* [Stated problem]: Count the lines in the entries below that contain the word "hand", with case taken into account, and reply with the number alone.

* [Extracted entries]:
-- BEGIN --
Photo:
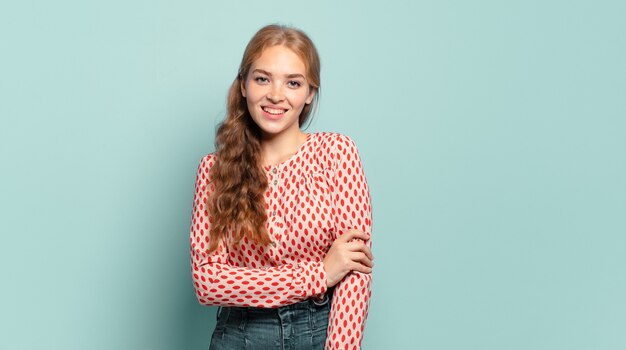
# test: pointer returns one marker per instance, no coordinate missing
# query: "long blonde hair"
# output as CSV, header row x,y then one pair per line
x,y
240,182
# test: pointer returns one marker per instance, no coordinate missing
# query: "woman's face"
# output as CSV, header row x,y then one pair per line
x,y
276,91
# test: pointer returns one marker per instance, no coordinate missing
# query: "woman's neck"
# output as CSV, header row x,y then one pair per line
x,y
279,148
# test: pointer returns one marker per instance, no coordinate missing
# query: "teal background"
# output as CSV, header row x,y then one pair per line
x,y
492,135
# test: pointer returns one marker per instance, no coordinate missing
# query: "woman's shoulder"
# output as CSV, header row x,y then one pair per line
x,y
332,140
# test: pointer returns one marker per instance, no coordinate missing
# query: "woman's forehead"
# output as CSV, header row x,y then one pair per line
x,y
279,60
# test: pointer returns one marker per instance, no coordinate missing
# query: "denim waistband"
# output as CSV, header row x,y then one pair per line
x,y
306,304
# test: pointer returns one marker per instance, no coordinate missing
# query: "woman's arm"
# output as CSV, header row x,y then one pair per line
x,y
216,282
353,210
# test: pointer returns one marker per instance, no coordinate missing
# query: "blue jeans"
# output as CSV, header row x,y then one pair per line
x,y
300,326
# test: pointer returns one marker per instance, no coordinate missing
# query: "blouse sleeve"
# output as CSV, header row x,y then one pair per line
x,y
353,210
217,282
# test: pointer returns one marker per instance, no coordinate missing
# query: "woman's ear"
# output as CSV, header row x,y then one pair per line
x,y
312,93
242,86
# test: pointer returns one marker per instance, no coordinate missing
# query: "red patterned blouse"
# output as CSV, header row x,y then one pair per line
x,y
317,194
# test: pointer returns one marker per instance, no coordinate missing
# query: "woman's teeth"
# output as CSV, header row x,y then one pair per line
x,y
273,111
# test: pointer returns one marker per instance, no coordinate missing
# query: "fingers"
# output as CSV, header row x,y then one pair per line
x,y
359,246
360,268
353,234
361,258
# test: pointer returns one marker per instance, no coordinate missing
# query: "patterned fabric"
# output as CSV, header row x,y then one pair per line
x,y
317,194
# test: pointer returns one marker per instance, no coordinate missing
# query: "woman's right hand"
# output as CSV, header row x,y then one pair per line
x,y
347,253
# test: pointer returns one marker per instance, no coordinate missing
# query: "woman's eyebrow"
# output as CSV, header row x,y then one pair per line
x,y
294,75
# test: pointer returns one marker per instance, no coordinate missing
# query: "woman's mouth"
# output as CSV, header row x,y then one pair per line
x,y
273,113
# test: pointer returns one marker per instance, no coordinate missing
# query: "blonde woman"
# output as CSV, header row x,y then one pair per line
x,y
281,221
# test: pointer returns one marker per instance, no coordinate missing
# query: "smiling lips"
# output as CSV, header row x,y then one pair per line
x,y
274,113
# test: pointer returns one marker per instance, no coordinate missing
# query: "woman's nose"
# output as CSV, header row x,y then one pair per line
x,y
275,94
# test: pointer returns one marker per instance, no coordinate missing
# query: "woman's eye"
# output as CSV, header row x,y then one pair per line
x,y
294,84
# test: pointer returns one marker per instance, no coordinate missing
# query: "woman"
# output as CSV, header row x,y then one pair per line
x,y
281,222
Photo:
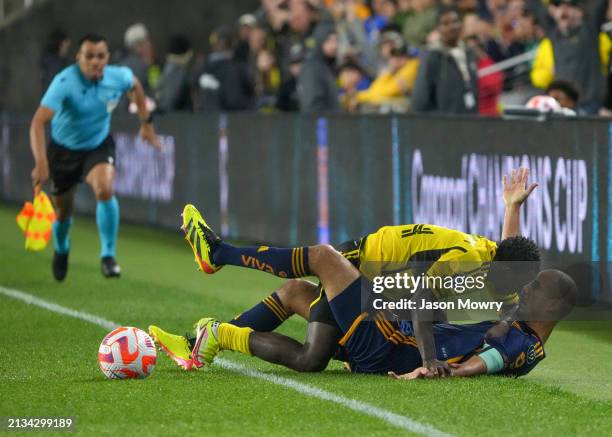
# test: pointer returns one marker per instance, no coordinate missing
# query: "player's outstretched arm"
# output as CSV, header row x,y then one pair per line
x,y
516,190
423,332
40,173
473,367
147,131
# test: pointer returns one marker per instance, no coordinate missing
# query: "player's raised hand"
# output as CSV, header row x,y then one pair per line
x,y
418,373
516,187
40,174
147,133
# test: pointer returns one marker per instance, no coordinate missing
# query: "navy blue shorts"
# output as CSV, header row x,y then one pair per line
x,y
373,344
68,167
-- END --
* [Right answer]: 2